Repeat word for word the line with "Spot the asphalt" and every line after it until the records below run out.

(Object pointing dataset rows)
▬▬▬

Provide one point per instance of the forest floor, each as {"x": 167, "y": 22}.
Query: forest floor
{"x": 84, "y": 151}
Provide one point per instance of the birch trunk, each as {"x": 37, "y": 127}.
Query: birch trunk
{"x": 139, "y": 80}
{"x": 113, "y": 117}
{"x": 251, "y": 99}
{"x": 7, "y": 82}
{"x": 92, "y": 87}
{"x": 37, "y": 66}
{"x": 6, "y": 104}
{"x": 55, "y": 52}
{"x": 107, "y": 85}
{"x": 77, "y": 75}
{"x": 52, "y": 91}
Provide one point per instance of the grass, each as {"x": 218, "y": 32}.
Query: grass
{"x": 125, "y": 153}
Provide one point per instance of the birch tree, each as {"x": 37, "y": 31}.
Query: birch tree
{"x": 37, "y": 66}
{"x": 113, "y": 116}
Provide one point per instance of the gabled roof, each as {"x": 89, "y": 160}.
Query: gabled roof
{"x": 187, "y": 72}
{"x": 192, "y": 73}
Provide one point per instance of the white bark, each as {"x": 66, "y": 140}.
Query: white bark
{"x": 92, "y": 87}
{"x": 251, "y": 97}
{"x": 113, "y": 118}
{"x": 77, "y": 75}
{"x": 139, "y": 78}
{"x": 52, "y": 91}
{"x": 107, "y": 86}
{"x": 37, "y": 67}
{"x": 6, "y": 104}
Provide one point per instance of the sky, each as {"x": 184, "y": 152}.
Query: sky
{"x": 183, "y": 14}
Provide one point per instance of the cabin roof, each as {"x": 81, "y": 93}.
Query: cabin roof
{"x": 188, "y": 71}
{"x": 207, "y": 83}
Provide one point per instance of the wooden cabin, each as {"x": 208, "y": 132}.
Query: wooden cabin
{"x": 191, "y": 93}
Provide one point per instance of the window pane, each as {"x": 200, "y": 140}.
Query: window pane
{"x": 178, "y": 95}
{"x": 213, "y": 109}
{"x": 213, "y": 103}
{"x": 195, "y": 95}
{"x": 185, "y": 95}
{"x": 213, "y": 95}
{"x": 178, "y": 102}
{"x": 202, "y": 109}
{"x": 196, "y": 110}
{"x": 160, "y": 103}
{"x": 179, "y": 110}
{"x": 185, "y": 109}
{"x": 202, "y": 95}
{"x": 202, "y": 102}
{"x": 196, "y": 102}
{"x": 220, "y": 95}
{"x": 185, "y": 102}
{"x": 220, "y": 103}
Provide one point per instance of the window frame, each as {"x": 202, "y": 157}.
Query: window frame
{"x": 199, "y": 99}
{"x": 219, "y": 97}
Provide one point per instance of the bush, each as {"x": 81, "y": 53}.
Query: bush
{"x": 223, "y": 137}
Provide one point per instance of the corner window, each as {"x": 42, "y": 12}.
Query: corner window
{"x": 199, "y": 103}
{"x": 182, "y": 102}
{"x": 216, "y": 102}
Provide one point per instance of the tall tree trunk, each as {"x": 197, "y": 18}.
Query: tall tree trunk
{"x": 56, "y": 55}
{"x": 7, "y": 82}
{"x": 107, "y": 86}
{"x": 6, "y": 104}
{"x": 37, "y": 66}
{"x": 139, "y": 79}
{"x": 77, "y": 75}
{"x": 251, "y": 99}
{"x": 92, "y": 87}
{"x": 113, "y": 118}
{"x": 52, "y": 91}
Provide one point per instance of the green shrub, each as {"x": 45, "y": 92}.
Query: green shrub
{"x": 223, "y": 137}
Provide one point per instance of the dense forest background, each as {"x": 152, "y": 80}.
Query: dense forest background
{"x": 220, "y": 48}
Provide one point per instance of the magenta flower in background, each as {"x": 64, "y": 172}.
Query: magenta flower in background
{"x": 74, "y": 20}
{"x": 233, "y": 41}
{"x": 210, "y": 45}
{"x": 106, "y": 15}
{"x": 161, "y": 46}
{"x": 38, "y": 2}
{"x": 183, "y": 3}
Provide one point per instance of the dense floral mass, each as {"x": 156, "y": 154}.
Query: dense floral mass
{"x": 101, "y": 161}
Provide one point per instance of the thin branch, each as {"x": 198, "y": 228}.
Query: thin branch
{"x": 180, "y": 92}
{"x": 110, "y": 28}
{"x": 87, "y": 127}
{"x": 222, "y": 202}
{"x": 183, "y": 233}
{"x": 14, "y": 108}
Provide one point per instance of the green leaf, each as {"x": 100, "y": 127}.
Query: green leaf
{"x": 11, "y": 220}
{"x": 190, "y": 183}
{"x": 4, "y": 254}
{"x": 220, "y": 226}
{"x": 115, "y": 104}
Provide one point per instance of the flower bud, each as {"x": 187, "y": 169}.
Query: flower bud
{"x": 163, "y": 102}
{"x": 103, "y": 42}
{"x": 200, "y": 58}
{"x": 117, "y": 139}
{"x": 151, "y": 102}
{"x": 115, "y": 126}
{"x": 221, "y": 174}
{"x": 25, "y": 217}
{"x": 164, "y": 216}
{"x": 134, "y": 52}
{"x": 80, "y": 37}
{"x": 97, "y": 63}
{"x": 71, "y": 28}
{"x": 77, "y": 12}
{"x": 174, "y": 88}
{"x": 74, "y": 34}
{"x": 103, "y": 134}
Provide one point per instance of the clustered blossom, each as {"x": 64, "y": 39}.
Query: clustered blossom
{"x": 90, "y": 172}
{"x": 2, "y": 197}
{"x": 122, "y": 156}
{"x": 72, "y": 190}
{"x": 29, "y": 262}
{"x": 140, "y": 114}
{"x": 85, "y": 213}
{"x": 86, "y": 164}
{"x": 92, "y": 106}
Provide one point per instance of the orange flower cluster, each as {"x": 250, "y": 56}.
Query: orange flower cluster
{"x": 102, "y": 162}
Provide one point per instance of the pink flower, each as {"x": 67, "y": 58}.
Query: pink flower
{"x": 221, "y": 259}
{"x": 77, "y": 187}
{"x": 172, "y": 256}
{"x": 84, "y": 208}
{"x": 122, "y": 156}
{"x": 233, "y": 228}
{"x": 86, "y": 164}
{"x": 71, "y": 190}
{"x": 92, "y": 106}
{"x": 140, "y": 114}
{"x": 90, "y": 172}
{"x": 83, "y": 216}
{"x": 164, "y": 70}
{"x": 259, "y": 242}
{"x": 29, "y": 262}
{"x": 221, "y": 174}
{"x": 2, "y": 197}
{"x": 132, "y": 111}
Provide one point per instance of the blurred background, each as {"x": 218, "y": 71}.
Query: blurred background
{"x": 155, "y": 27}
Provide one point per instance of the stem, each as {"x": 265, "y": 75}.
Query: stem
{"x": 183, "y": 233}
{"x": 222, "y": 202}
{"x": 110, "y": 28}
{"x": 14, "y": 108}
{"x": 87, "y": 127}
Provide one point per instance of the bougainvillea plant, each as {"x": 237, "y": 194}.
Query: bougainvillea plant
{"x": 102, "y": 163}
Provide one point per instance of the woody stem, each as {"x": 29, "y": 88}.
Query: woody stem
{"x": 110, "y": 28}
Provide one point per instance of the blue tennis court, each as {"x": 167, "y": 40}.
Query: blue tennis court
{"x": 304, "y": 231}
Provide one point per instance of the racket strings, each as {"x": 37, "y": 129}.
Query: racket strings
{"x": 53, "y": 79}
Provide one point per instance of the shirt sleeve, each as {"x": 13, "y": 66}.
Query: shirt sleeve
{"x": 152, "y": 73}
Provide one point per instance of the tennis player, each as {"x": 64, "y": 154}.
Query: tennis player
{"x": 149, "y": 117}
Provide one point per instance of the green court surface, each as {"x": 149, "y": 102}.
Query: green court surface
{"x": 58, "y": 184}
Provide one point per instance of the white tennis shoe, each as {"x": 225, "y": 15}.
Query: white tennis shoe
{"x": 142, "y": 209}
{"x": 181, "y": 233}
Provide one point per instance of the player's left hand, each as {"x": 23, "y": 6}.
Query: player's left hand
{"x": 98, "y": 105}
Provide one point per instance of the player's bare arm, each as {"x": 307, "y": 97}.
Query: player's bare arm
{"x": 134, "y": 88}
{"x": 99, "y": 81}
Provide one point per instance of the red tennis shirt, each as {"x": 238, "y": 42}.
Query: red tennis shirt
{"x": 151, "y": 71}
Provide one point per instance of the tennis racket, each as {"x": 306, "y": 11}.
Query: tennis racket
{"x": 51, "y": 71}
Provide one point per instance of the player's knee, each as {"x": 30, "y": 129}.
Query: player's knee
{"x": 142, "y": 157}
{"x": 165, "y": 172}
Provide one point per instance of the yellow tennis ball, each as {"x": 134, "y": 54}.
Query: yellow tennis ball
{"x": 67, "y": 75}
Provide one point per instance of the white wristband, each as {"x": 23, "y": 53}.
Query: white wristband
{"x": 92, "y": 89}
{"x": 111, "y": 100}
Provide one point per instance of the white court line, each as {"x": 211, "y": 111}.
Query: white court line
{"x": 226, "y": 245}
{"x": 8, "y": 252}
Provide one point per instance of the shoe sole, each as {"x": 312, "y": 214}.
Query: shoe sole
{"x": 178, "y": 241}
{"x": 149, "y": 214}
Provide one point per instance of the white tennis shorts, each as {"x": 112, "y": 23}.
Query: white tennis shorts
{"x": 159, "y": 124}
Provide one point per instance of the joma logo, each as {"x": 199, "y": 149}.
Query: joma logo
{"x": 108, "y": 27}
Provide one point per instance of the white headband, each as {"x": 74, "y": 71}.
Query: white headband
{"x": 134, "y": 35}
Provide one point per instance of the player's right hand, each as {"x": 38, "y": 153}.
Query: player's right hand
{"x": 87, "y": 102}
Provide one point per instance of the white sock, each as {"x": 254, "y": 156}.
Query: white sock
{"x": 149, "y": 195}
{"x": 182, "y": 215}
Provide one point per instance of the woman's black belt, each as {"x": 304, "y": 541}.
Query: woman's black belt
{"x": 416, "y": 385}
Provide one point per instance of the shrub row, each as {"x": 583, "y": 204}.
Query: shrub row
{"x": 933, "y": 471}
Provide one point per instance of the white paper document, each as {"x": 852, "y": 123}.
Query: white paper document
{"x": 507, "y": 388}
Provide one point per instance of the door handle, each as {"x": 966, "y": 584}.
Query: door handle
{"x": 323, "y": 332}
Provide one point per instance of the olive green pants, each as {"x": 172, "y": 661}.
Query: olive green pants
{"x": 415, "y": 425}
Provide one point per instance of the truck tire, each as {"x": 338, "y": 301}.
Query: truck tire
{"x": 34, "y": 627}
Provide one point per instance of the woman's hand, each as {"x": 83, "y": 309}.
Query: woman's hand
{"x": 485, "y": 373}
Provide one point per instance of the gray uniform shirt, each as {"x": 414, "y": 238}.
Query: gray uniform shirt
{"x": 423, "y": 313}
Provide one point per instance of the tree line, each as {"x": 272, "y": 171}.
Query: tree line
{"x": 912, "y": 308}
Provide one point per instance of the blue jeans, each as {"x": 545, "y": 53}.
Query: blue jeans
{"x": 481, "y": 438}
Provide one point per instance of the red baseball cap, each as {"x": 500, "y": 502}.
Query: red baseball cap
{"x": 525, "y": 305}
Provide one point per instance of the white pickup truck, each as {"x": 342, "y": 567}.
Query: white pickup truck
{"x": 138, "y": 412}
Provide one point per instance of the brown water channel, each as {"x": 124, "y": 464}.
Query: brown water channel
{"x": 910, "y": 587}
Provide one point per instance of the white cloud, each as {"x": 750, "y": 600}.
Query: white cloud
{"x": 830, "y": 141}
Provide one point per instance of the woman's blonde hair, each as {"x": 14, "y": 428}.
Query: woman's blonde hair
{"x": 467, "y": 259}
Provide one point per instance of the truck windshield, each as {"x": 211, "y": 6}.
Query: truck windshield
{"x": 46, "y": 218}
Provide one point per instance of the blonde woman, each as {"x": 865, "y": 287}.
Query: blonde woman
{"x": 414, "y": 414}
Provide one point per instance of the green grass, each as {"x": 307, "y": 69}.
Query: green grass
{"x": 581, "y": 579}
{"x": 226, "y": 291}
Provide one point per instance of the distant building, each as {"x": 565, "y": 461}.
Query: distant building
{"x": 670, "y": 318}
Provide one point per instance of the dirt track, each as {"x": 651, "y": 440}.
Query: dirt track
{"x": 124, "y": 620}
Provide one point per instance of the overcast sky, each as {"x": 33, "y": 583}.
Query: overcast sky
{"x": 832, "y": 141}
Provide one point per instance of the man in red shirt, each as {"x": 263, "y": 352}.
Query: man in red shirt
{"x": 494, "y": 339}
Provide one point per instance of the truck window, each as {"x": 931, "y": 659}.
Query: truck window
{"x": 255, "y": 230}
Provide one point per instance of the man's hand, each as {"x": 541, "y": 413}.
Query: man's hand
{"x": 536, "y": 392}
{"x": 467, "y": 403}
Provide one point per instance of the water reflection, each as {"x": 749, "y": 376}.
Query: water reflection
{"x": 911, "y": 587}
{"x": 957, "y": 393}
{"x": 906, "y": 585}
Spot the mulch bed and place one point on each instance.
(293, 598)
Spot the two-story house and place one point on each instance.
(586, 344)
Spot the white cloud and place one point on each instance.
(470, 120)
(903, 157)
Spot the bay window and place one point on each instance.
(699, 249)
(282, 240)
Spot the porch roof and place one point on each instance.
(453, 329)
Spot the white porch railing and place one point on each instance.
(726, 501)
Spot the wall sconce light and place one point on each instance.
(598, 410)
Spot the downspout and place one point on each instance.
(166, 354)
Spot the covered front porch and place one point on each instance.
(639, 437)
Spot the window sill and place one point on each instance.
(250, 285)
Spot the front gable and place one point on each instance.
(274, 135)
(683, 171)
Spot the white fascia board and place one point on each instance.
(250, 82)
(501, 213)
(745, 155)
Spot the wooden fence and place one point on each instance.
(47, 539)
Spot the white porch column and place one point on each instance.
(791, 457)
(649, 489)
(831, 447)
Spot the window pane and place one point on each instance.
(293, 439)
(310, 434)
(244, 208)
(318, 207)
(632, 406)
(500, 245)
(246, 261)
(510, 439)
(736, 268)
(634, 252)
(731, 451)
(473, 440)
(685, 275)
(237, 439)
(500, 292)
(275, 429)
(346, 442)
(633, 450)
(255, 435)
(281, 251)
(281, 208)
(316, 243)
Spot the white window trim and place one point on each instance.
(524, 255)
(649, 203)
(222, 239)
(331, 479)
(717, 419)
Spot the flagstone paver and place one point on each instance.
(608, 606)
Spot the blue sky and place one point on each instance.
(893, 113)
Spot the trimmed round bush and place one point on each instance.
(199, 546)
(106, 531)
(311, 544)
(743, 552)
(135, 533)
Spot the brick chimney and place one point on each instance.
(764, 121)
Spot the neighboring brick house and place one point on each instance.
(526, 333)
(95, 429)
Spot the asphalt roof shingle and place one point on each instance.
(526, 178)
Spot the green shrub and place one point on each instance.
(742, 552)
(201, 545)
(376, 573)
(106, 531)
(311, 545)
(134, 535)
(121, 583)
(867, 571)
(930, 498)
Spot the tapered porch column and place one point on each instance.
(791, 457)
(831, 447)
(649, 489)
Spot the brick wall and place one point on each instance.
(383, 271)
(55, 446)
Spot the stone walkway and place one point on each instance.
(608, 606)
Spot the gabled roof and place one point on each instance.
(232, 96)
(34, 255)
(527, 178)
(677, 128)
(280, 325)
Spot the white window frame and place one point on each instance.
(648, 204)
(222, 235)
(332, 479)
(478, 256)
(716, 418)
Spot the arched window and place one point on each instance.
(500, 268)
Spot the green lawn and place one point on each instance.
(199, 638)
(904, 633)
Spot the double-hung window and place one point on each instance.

▬▬▬

• **RESULT FOR THIS TASK**:
Spot the asphalt roof shingle and place one point on each instance.
(526, 178)
Spot the green shrub and place one point on each instance.
(742, 552)
(201, 545)
(376, 573)
(106, 531)
(311, 545)
(134, 535)
(121, 583)
(867, 571)
(930, 498)
Spot the tapered porch column and place one point on each instance.
(791, 457)
(831, 447)
(649, 489)
Spot the brick wall and place one point on each instance.
(383, 271)
(55, 446)
Spot the stone walkway and place one point on each instance.
(608, 606)
Spot the gabled roof and place one point on each instance.
(232, 96)
(34, 255)
(527, 178)
(677, 128)
(280, 325)
Spot the white window frame and place one point on each instance.
(648, 204)
(222, 235)
(332, 479)
(478, 256)
(716, 418)
Spot the arched window and place one point on each instance.
(500, 268)
Spot the green lawn and place one point on each instance.
(199, 638)
(904, 633)
Spot the double-hung window and place one point on each instance.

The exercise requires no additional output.